## Exercise text
# # # # #

Based on the findings of in vitro investigations, the characteristics and biological activity of CGFs were highly comparable to those of PRF (13,14). Of course, the results of any in vitro study must be substantiated by clinical investigations.

To date, a limited number of studies have investigated whether the addition of CGFs has some beneficial effect on socket healing. This can be due to CGFs being more recently introduced as compared to other platelet concentrates. In a study published in 2019, Özveri Koyuncu et al., reported that CGFs produced significant benefits in soft tissue healing, postoperative pain, edema, and trismus compared to spontaneous healing after third molar surgery [20]. In a study on the management of alveolitis, Kamal et al., found that CGFs have a positive effect on wound healing acceleration and pain reduction compared to socket curettage and irrigation with saline solution [21]. Another trial by Kamal et al., compared three clinical approaches for the management of dry socket (low-level laser therapy (LLLT), CGF, and standard treatment, consisting of mild socket curettage plus irrigation with saline solution) [22]. They reported that the beneficial effects of CGF on pain reduction and healing rate were significantly greater than those of LLLT as compared to the control group. Such studies are difficult to compare to the present one because of different protocols; nevertheless, the reported benefits of CGFs for both pain relief and healing enhancement following tooth extraction are in agreement with our findings.

Very few clinical studies have compared the tissue healing response using CGFs and PRF. In a recent split-mouth study, Mozzati and coworkers evaluated the performance of CGFs vs. L-PRF (obtained with the Intraspin System^®, Intra-Lock System Europa SpA, Salerno, Italy) in promoting postextraction socket healing using a protocol similar to the present one (23). Slightly better results were found for the pain score on day 1 and for socket closure on day 7 in favor of CGFs. No other clinical assessments showed differences between the two products [23].

# # # # #

## Given data
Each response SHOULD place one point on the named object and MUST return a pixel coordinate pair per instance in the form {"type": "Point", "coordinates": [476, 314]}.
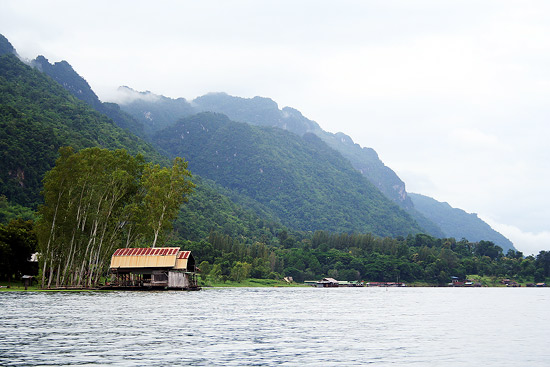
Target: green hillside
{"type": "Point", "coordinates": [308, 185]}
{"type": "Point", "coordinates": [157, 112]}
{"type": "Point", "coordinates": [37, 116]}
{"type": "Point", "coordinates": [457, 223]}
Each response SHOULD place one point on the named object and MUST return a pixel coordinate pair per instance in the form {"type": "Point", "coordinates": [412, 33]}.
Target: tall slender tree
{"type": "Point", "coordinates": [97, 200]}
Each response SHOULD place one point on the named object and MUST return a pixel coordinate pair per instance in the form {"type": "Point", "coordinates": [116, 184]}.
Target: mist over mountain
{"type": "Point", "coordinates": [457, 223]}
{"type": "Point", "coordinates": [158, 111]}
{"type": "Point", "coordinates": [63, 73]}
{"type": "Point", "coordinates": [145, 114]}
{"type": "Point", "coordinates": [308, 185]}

# # # # #

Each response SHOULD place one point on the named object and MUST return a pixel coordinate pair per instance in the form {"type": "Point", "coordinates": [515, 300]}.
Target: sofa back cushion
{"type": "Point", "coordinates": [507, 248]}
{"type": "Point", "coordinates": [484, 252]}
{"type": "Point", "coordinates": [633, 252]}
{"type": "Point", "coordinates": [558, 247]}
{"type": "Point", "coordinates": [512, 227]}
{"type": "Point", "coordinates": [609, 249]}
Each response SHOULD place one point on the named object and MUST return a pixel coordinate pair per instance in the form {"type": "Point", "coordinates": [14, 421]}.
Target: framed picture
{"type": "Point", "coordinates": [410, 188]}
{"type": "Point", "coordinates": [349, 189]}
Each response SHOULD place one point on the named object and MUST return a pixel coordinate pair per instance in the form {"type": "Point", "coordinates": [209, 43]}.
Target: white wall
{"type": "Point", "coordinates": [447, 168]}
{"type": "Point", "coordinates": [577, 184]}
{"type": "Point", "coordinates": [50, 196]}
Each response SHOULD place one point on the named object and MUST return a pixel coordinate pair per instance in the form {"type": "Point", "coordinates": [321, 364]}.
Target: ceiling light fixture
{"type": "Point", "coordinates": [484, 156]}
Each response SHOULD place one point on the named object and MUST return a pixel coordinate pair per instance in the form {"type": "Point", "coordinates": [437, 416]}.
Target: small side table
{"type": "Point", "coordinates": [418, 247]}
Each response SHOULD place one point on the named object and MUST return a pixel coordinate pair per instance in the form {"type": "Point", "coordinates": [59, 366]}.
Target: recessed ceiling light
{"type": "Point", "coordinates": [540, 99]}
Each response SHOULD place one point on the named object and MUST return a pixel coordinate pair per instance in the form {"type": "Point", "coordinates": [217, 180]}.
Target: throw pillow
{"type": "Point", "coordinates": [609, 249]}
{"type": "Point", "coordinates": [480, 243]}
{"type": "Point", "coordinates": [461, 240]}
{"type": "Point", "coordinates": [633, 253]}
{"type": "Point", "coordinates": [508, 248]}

# # # # #

## Activities
#1 Answer these questions about the passage on CGFs and socket healing, one line each:
(a) In what year was the study by Özveri Koyuncu et al. published?
(b) Which three approaches did the second trial by Kamal et al. compare for managing dry socket?
(c) In the split-mouth study by Mozzati and coworkers, which two results favored CGFs, and on which days?
#2 Decide whether each statement agrees with the passage on CGFs and socket healing. Answer yes or no and quote the words that decide it.
(a) In vitro findings showed CGFs to differ greatly from PRF.
(b) Many clinical studies have compared the tissue healing response using CGFs and PRF.
(c) The passage suggests that the limited number of studies on CGFs may stem from their more recent introduction.
#3 Resume the passage on CGFs and postextraction socket healing from where it stops.

## Answers to the problems
#1
(a) 2019.
(b) Low-level laser therapy (LLLT), CGF, and standard treatment (mild socket curettage plus irrigation with saline solution).
(c) The pain score on day 1 and socket closure on day 7.

#2
(a) No: "the characteristics and biological activity of CGFs were highly comparable to those of PRF"
(b) No: "Very few clinical studies have compared the tissue healing response using CGFs and PRF."
(c) Yes: "This can be due to CGFs being more recently introduced as compared to other platelet concentrates."

#3
Torul et al., in a three-group, parallel randomized study on mandibular third molar surgery, compared A-PRF, CGFs, and spontaneous healing [24]. Based on the VAS score, the number of painkillers taken, swelling, and trismus during the first week after surgery, they found that neither A-PRF nor CGFs had a significant advantage over the control in any of the outcomes investigated. That trial was difficult to compare to the one by Mozzati et al., for several reasons. First, Torul et al., did not assess the healing index or socket closure, which were the key quantitative outcomes of the Mozzati et al., study (and of the present study as well); second, Torul et al., performed a parallel study, while the one by Mozzati was a split-mouth trial. The results of the comparison of subjective outcomes, such as VAS scores, among different subjects belonging to different groups must be interpreted cautiously. In addition, A-PRF is produced using a different centrifugation system from the one that was used for L-PRF in the Mozzati et al., study. The latter, in fact, was found to be the most valuable among several centrifugation systems producing L-PRF [25], and its effectiveness in promoting tissue healing in many oral surgery procedures is well-documented [26].

5. Conclusions

CGFs represent an effective adjunctive option for safe and predictable healing of the postextraction socket in the early healing stage. Significantly lower VAS scores and the lack of post-surgical complications in the test group confirm the benefits of CGFs not only for promoting tissue healing but also for controlling patient discomfort, starting from the first day after surgery. Further comparative studies with histological and histomorphometric evaluation and with a longer follow-up are required to confirm the findings of the present study.